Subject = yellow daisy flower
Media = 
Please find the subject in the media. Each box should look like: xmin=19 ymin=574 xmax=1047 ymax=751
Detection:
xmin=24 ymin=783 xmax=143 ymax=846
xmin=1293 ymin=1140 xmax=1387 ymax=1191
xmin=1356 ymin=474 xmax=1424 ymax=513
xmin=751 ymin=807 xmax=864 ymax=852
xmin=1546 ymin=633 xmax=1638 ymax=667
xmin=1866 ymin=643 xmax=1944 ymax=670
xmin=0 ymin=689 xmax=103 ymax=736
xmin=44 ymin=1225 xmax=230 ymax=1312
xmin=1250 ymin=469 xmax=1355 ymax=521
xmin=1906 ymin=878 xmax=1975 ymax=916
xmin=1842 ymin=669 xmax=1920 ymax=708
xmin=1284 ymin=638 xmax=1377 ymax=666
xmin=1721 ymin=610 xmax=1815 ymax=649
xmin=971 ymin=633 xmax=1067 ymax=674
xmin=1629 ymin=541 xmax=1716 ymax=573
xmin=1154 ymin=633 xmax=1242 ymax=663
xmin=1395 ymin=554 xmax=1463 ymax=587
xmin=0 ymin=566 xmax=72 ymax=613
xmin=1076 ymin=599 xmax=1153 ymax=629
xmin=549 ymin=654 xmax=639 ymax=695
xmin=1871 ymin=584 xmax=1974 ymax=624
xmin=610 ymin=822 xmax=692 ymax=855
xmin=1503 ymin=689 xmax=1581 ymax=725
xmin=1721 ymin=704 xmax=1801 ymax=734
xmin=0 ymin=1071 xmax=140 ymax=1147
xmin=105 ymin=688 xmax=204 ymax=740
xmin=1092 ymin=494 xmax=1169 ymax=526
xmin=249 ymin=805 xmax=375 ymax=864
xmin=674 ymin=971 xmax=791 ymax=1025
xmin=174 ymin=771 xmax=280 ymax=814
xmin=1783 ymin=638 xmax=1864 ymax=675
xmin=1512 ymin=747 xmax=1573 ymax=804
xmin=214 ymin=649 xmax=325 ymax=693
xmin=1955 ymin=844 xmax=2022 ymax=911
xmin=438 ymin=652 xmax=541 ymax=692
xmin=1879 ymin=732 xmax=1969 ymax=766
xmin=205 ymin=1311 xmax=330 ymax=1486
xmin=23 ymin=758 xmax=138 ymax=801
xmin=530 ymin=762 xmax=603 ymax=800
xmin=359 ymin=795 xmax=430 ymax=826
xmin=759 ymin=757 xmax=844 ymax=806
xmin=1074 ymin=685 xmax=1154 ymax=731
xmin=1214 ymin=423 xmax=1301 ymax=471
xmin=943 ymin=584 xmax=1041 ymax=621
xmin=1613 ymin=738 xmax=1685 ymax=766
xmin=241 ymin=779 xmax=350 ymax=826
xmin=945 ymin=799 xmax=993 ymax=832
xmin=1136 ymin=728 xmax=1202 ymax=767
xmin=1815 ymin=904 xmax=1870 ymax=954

---

__Assignment__:
Each of the records shown above needs to be repeated exactly.

__Solution to the exercise__:
Subject = yellow daisy flower
Media = 
Please find the subject in the media. Each box should look like: xmin=19 ymin=574 xmax=1047 ymax=751
Detection:
xmin=24 ymin=783 xmax=143 ymax=846
xmin=1293 ymin=1140 xmax=1387 ymax=1191
xmin=1356 ymin=474 xmax=1424 ymax=513
xmin=751 ymin=807 xmax=864 ymax=852
xmin=1546 ymin=633 xmax=1638 ymax=667
xmin=1866 ymin=643 xmax=1944 ymax=670
xmin=0 ymin=689 xmax=103 ymax=736
xmin=44 ymin=1225 xmax=230 ymax=1312
xmin=1250 ymin=469 xmax=1355 ymax=521
xmin=1906 ymin=878 xmax=1975 ymax=916
xmin=1842 ymin=669 xmax=1920 ymax=708
xmin=1284 ymin=638 xmax=1377 ymax=666
xmin=1721 ymin=610 xmax=1815 ymax=649
xmin=971 ymin=633 xmax=1067 ymax=674
xmin=1629 ymin=541 xmax=1716 ymax=573
xmin=1154 ymin=633 xmax=1242 ymax=663
xmin=1395 ymin=554 xmax=1463 ymax=587
xmin=0 ymin=566 xmax=72 ymax=613
xmin=1076 ymin=599 xmax=1153 ymax=629
xmin=549 ymin=654 xmax=639 ymax=695
xmin=1871 ymin=584 xmax=1974 ymax=624
xmin=610 ymin=822 xmax=692 ymax=855
xmin=1503 ymin=689 xmax=1581 ymax=725
xmin=1721 ymin=704 xmax=1801 ymax=734
xmin=0 ymin=1071 xmax=140 ymax=1147
xmin=105 ymin=688 xmax=204 ymax=740
xmin=1092 ymin=494 xmax=1169 ymax=526
xmin=249 ymin=805 xmax=375 ymax=864
xmin=674 ymin=971 xmax=791 ymax=1025
xmin=174 ymin=771 xmax=280 ymax=814
xmin=1783 ymin=638 xmax=1864 ymax=675
xmin=1512 ymin=747 xmax=1573 ymax=804
xmin=214 ymin=649 xmax=325 ymax=693
xmin=1955 ymin=844 xmax=2022 ymax=911
xmin=438 ymin=652 xmax=541 ymax=692
xmin=1879 ymin=732 xmax=1969 ymax=766
xmin=205 ymin=1311 xmax=330 ymax=1486
xmin=23 ymin=758 xmax=138 ymax=801
xmin=530 ymin=762 xmax=603 ymax=800
xmin=359 ymin=795 xmax=430 ymax=826
xmin=759 ymin=757 xmax=844 ymax=806
xmin=1074 ymin=685 xmax=1154 ymax=731
xmin=1214 ymin=423 xmax=1301 ymax=471
xmin=943 ymin=584 xmax=1041 ymax=621
xmin=1613 ymin=738 xmax=1685 ymax=766
xmin=241 ymin=779 xmax=350 ymax=826
xmin=945 ymin=799 xmax=993 ymax=832
xmin=1136 ymin=728 xmax=1202 ymax=767
xmin=1815 ymin=904 xmax=1870 ymax=954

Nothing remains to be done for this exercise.